→ Stored records:
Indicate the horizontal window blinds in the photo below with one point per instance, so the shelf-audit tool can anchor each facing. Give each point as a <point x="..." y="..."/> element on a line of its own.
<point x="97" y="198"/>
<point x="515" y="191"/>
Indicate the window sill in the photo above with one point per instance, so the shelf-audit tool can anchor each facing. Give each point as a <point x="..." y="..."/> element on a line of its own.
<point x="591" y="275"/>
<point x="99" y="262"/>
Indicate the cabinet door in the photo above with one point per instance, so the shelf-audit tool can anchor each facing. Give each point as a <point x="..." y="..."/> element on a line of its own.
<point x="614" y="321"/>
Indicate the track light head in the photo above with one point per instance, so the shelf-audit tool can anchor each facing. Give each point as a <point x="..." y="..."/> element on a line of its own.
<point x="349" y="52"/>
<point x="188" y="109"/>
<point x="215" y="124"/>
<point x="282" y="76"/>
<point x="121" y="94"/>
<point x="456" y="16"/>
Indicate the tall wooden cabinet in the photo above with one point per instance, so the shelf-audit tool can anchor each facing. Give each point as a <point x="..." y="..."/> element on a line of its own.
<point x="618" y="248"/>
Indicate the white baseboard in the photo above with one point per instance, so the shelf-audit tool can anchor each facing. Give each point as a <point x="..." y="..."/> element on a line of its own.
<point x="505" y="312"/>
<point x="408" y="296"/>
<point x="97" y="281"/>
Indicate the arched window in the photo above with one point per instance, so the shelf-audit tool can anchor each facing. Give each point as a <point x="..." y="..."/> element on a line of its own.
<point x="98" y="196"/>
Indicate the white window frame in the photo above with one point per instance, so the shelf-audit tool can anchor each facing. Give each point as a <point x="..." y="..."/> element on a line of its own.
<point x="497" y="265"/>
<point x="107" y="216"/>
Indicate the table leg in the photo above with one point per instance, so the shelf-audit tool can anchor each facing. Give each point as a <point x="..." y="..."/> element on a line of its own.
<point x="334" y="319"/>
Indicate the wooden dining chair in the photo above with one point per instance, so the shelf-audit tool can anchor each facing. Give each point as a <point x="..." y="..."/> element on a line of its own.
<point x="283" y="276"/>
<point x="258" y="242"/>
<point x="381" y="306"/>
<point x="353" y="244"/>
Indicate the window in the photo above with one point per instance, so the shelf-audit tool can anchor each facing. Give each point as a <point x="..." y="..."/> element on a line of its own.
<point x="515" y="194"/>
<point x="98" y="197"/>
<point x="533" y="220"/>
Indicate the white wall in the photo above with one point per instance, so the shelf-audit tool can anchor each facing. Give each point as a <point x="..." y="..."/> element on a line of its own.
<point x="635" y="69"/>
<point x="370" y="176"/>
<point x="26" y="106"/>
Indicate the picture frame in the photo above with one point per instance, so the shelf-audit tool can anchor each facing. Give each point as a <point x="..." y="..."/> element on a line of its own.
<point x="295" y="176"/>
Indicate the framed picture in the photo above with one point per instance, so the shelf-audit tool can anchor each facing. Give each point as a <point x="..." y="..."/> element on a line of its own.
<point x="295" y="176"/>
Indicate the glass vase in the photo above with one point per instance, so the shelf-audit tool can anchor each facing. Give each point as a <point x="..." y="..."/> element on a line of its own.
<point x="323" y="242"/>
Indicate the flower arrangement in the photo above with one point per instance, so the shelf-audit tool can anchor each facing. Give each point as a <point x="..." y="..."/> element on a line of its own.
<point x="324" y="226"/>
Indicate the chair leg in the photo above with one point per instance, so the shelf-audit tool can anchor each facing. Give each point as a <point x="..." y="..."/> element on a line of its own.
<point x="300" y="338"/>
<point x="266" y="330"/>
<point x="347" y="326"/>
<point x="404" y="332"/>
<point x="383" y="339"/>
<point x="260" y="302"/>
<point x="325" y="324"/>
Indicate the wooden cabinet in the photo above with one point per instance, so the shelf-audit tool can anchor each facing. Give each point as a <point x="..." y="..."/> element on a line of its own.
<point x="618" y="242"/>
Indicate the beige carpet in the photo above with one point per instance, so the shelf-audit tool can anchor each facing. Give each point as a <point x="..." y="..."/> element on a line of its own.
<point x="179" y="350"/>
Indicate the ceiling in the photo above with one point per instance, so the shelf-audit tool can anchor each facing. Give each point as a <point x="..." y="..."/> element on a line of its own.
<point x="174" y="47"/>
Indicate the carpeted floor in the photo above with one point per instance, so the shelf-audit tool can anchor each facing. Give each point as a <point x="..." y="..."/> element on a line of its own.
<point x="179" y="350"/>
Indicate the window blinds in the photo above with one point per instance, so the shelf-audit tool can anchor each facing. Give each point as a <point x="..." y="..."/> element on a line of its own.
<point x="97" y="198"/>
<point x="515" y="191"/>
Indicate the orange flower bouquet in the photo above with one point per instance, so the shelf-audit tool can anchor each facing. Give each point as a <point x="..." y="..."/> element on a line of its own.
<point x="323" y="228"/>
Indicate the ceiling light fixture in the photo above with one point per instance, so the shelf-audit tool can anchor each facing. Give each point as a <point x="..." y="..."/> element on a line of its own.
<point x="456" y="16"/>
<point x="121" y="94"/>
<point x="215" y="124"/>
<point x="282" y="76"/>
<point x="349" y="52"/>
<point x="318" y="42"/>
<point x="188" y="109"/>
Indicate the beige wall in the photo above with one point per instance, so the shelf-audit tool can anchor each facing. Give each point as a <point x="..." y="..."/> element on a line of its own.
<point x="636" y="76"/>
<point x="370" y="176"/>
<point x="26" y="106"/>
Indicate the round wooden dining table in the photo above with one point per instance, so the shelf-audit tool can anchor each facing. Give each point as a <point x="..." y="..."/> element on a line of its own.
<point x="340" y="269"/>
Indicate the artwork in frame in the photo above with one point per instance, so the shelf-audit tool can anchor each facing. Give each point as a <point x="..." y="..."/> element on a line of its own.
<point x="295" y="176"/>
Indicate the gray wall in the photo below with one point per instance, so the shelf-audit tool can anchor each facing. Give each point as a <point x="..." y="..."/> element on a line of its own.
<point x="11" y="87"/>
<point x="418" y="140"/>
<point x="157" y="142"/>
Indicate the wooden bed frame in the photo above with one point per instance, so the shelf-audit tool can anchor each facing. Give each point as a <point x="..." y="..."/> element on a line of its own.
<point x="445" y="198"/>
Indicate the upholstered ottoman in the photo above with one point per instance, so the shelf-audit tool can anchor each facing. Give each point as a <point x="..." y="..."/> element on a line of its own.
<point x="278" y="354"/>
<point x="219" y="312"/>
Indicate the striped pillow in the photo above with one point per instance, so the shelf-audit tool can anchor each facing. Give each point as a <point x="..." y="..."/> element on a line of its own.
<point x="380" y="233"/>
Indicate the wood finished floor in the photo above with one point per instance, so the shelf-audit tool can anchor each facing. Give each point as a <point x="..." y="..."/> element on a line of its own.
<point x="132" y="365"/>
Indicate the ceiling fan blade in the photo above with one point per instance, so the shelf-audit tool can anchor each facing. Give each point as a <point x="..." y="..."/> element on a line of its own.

→ Aim: Please extract exactly, and only, the lines from the line containing "Indicate the round" through the last line of the records.

→ Result of the exercise:
Indicate the round wooden dining table in the photo above with one point per instance, so the shelf-audit tool can anchor each facing. Give each point as a <point x="..." y="..."/> element on a line of its own.
<point x="340" y="269"/>
Indicate the artwork in frame in the photo above with one point per instance, so the shelf-audit tool can anchor each facing. Give each point as a <point x="..." y="..."/> element on a line of its own.
<point x="295" y="176"/>
Indicate the gray wall in the photo below with one point per instance, so the shelf-audit tool can anchor each facing. Give each point as a <point x="..." y="..."/> element on a line of its own.
<point x="11" y="87"/>
<point x="418" y="140"/>
<point x="157" y="142"/>
Indicate the wooden bed frame in the photo above with one point per instance, so the shelf-audit tool can anchor each facing. Give each point as a <point x="..." y="..."/> element on a line of its own.
<point x="445" y="198"/>
Indicate the upholstered ottoman in the photo above with one point per instance, so the shelf-audit tool can anchor each facing. Give each point as a <point x="..." y="..."/> element on a line of its own.
<point x="278" y="354"/>
<point x="219" y="312"/>
Indicate the striped pillow in the photo above with one point per instance, so the shelf-audit tool can anchor each facing. Give each point as a <point x="..." y="..."/> element on a line of its own.
<point x="380" y="233"/>
Indicate the wood finished floor in the photo above with one point per instance, so the shelf-audit tool can anchor each facing. Give each point as a <point x="..." y="..."/> element on a line of its own.
<point x="132" y="365"/>
Indicate the ceiling fan blade in the photo above with one point per instance, so the shelf-audit tool can anchor each facing. Give each point as a <point x="..." y="..."/> element on a line of its own.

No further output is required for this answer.